» **Extract to read**:
↓↓↓
I am all about the show must go on mentality. Andy Karl was very strong and brave to continue to perform after he got very injured. Also if he had not performed the show would have lost hundreds of thousands of dollars in ticket refunds. The show has been having problems in previews so I think he knew he couldn’t end the show. One thing that I am not sure I like is the fact that they are changing the show because he is hurt. An audience deserves to see what the show is supposed to be not an altered version because someone got hurt. I think they should just have the understudy go on. I understand that this would impact the tony votes possibly? But what is more important, an award or the shows artistic integrity. I am still amazed that he is able to perform such a hard role with such a big injury.

Sarah Battaglia said...

The theater I think is a pretty incredible industry for a lot of reasons but the commitment of the people who work on it is probably the most astounding. This article describes what I think a lot of actors worst nightmare, they are hurt and they have to make the decision to go on or not. I would but that pretty much every actor I know would go on if they were able. Just last week when I went to see Three Musketeers one of the actresses was hurt in the middle of a sword fight, and she went on for the second act. It was one of the bravest things I have seen an actor do in a long time. She was visibly hurt but she pulled through and did a fantastic job for the second act, sword fights and all. Theater as a taxing and dangerous business in all of its departments and I believe that the reason we are able to pull such incredible things off is because of the commitment that each person in a theater makes every night as the show starts; to do everything possible to finish to matter what.

Zak Biggins said...

First of all, I want to address a general commercial theatre problem: the conversion of movies to musicals. So much of broadway right now is basically just reinventing a movie and adding some music. We have seen this particular issue manifest itself largely over the last decade: Legally Blonde: the musical, Heathers, The Color Purple, Amelie, Matilda, School of Rock, Spiderman etc... Now there is not really a problem regarding movies turning into musicals-some of them are actually done quite well- however there seems to be a lack of originality amongst composers now a day (with the exception of Lin Manuel Miranda & Pasek and Paul). Now moving onto this specific show, to see the star actor get hurt in the very beginning of the run is concerning- what do the producers do? The understudies aren't rehearsed until the show is open and on its feet, they can't replace him because he is the STAR- this puts the show in a very tricky position. I am glad to hear Andy Karl is okay and is doing well because otherwise I think we'd be seeing a closing notice on playbill.com.
↑↑↑
» **Data excerpts**:
↓↓↓
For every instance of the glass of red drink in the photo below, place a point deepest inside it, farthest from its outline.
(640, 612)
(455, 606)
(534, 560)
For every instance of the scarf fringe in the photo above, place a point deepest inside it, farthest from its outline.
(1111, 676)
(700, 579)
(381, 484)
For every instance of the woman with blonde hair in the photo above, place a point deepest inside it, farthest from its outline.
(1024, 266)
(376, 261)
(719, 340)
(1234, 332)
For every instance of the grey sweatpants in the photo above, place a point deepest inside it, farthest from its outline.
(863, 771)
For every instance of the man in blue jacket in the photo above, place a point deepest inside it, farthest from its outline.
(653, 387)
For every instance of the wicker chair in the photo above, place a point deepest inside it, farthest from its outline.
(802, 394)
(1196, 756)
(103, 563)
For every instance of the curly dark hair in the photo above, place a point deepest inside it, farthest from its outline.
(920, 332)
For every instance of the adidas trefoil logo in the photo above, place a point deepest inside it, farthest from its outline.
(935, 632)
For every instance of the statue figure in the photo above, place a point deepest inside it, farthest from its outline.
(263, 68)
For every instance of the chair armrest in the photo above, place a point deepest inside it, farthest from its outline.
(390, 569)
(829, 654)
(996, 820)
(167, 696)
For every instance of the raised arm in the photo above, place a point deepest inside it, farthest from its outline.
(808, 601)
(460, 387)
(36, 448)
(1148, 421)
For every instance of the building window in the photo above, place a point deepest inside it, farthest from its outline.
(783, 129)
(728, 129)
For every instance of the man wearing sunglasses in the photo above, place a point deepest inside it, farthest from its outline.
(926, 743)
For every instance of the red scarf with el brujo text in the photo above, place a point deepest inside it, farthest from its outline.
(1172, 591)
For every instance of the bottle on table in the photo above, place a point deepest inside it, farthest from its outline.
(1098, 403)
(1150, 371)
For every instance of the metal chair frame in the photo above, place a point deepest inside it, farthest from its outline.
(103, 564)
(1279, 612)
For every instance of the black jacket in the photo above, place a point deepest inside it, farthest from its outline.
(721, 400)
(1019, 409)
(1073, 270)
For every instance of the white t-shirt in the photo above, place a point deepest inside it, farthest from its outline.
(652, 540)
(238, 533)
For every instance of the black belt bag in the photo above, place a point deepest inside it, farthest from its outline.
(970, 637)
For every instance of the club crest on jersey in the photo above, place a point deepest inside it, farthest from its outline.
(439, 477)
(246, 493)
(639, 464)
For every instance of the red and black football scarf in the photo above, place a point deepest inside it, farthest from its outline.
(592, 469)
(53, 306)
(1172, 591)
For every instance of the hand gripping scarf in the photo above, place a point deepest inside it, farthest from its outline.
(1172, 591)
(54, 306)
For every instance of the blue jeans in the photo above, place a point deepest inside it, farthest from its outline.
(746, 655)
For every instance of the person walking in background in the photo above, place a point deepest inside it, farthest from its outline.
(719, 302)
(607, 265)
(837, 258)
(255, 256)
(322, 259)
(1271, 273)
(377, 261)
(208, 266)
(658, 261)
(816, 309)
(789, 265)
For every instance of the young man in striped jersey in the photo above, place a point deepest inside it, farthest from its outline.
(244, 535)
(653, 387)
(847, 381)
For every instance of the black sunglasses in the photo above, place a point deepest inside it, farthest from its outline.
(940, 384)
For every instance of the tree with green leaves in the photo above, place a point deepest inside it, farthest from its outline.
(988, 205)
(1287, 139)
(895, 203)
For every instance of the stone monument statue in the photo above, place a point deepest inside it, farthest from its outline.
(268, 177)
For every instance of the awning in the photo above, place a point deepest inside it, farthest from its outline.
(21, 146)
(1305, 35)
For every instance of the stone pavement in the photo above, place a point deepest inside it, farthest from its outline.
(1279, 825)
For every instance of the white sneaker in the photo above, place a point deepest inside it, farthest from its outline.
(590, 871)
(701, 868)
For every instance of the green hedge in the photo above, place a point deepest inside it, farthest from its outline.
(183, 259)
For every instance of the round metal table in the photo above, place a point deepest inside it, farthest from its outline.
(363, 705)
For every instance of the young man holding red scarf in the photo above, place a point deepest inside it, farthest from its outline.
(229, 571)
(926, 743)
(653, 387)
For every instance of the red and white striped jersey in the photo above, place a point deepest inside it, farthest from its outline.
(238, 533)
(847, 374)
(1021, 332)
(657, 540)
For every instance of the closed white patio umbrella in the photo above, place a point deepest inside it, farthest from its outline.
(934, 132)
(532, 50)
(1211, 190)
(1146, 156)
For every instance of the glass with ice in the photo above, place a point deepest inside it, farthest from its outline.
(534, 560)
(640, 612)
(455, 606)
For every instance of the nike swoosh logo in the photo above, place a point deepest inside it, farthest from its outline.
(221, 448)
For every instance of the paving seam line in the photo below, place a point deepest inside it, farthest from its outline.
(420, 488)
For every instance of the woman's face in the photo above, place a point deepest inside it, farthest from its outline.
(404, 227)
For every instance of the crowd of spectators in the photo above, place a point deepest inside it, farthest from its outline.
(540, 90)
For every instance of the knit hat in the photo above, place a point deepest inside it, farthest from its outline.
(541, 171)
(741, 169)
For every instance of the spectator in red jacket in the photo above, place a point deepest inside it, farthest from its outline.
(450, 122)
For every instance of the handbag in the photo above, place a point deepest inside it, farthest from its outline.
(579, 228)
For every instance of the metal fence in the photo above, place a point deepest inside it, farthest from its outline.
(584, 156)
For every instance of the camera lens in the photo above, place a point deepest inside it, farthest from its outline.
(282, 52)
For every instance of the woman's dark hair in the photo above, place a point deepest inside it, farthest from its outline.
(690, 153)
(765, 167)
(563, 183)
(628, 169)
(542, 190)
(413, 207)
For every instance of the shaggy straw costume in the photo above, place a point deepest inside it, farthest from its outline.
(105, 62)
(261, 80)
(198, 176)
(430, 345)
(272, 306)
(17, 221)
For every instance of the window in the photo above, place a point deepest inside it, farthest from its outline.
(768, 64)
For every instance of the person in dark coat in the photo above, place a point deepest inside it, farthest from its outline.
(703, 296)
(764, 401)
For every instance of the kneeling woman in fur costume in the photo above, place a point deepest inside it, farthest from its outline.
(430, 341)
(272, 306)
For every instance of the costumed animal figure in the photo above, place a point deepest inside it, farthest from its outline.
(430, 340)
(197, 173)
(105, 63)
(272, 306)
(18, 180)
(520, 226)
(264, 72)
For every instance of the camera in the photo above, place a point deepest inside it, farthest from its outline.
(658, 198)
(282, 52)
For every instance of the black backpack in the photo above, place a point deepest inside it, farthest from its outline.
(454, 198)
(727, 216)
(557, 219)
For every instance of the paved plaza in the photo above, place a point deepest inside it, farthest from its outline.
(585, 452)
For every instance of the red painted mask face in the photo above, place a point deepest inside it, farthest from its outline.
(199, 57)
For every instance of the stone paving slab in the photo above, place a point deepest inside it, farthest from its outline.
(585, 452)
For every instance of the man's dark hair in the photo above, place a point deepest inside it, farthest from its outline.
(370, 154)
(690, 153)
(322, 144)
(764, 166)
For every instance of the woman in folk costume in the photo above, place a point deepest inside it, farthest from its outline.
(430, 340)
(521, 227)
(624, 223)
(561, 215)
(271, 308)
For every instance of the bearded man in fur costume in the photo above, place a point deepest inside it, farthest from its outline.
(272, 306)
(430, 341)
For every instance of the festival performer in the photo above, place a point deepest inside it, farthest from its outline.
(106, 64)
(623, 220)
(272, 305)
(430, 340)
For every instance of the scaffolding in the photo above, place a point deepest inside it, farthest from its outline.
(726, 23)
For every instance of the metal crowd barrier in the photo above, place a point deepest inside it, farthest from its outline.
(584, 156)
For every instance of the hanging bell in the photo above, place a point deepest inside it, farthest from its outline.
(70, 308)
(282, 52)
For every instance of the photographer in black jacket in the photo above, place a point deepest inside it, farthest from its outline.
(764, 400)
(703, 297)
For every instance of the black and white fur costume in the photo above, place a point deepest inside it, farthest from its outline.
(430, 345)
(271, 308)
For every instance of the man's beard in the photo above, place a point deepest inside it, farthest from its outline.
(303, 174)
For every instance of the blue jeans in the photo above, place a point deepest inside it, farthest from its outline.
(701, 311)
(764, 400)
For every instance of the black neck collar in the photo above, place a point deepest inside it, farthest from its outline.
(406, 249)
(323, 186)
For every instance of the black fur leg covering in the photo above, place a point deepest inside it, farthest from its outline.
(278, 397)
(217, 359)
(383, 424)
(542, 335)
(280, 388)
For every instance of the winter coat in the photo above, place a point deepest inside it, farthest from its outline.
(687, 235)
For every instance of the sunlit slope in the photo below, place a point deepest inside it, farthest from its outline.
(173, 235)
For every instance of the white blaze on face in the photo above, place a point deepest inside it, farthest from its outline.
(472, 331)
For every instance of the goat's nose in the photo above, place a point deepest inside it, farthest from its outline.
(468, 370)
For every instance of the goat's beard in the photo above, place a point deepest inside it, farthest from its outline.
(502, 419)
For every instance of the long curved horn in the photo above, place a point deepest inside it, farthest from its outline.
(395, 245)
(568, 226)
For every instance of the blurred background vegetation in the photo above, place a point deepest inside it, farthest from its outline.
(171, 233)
↑↑↑
» **Exercise task 1**:
Copy the comments on Andy Karl's injury word for word, starting with "I am all about" and going on through "Sarah Battaglia said...".
» **Exercise task 2**:
Pick up the comments on Andy Karl's injury after their final sentence and keep writing.
The data shown here is separate from the comments on Andy Karl's injury.

» **Expected output 1**:
I am all about the show must go on mentality. Andy Karl was very strong and brave to continue to perform after he got very injured. Also if he had not performed the show would have lost hundreds of thousands of dollars in ticket refunds. The show has been having problems in previews so I think he knew he couldn’t end the show. One thing that I am not sure I like is the fact that they are changing the show because he is hurt. An audience deserves to see what the show is supposed to be not an altered version because someone got hurt. I think they should just have the understudy go on. I understand that this would impact the tony votes possibly? But what is more important, an award or the shows artistic integrity. I am still amazed that he is able to perform such a hard role with such a big injury.

Sarah Battaglia said...

» **Expected output 2**:
nick waddington said...

I think when most people say their blood, sweat, and tears went into something they generally mean they worked really hard on it. but in theater i think it is an incredibly applicable statement because the commitment we put in for shows as stagehands, or actors, or directors, dramaturgs, designers is a level of commitment that can only be classified as our blood, sweat, and tears. I think this article is practically every actor, and every stage manager's worst nightmare because how can you ask or expect someone to go on when they are so terribly hurt, and how can you make that decision for yourself, whether to possibly aggravate your injury further, or to abandon the production that you have poured your heart into. it is amazing what people are willing to do for the idea that the show must go on, and i think that's one of the most incredib;e things about the theater community.

William N. Lowe said...

I think that it is interesting how the show is valuing their eligibility for Tony Awards over the health of their lead actor. I understand that this is his decision; however, I feel like it would be at least reassuring to include in the article what the doctors say. No matter how acute, a full tear is a full tear and that needs to be handled carefully and correctly, not really something to just sit around and deal with later. I felt like it was fine until they began mentioned how the majority of the drive for him to continue performing was because of the Tony Awards, and while I would do a lot to meet Kevin Spacey, I don’t think that I would perform on a torn knee ligament. This seems like a lot of work to just make one puzzle piece fit, when that puzzle piece can be easily replaced.